TRY IT =>
Exact copies of the lines below are the goal; any images in them are dropped.

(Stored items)

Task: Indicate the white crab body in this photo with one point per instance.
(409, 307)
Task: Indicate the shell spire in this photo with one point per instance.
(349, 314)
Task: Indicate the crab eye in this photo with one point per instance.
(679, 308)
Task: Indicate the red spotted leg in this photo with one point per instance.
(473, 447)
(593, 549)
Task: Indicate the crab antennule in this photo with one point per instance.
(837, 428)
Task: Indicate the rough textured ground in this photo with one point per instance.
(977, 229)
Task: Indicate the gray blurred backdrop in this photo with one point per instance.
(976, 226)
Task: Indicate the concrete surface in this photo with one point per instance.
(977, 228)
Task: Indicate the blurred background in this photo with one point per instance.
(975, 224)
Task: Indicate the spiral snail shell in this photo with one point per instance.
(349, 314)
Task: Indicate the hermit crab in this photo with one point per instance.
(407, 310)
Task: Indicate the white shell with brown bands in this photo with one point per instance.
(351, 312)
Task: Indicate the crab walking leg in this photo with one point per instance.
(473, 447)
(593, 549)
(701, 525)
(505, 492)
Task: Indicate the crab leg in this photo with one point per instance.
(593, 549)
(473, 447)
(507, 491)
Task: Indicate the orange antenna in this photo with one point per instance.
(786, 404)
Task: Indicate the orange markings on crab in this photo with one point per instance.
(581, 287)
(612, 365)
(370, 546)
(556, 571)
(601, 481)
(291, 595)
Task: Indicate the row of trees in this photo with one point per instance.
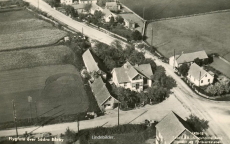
(219, 88)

WRITTEN SOLUTION =>
Task: Indicate the white crab body in this photo with one point per instance.
(409, 307)
Task: Indicate the shell spire in this photo with one point per instance.
(349, 314)
Task: Indicate the crab eye in this photo with one point per instance.
(679, 308)
Task: Indicate the red spotted leg in this photo with one point per instance.
(473, 447)
(593, 549)
Task: Indicate the crab antennule in this photo with one point per instance.
(837, 428)
Task: Indicate the rough textured ground in this photo with one point per instance.
(977, 229)
Task: Indicate the gray blurred backdrop in this photo with one point per instance.
(976, 226)
Task: Indicate the concrete surface in this photo with one point per instance.
(977, 228)
Task: Indicate the blurred background in this photo with one point per instance.
(975, 224)
Task: Indicate the spiral snail shell in this photo with one point per instance.
(349, 314)
Task: Indicate the hermit crab in this photo with one point per instance.
(407, 310)
Task: Indicate the white shell with brown bands in this photo with one point per instance.
(351, 312)
Task: Indicate the crab walking leg in this photo with one point per instance.
(473, 447)
(593, 549)
(701, 525)
(505, 492)
Task: Indicate the crab leg in this photo with one point per instance.
(593, 549)
(473, 447)
(507, 491)
Task: Indicate the orange antenna in this photo with one point per instance.
(786, 404)
Task: Indicate the orange markings on crab in this photo with one point per instance.
(581, 287)
(612, 365)
(370, 546)
(556, 571)
(601, 481)
(291, 595)
Task: Indicate the row of trees in this photo with one point per instance.
(219, 88)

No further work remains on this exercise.